__Text passage__:
***

As the mercury rises this summer, customers are looking for ways to keep their electricity bills down. Pacific Gas and Electric Company (PG&E) offers simple ways to beat the heat and lower air conditioner costs as we move through the ‘dog days’ of summer throughout the region.
Across the country, home cooling costs account for a large percentage of residential electricity usage, according to the U.S. Energy Information Administration. And many AC units are working around the clock to keep temperatures indoors cool and comfortable across parts of Northern and Central California.
Weather and the climate zones where customers live impact AC usage and monthly energy bills. PG&E encourages customers to consider easy ways to lower AC costs and still stay cool indoors this summer.
Use ceiling fans: Fans keep air circulating, allowing the thermostat to be raised several degrees while staying just as comfortable. However, remember to turn them off when leaving. Fans move air, not cool it, so they waste energy if left on when no one is at home or work.

***

__Task details__:
Please turn the paragraph of the summer cooling text that begins "Use ceiling fans:" into a short bulleted list that keeps its main facts. The material after this point isn't needed.

__Dataset extract__:
***

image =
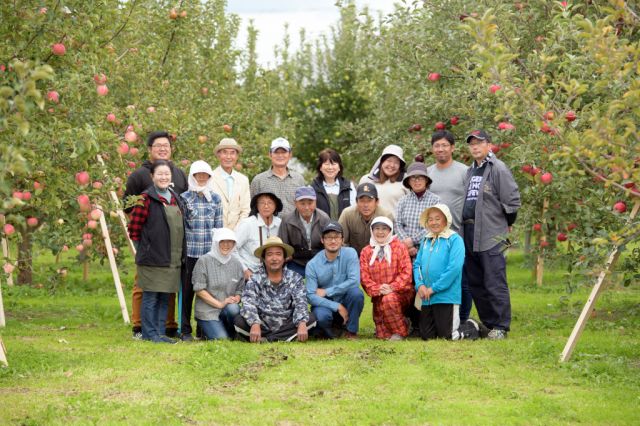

***

__Solution for this problem__:
- Ceiling fans keep air circulating, so the thermostat can be raised several degrees with no loss of comfort.
- Turn fans off when leaving.
- Fans move air but don't cool it, so they waste energy if left on when no one is at home or work.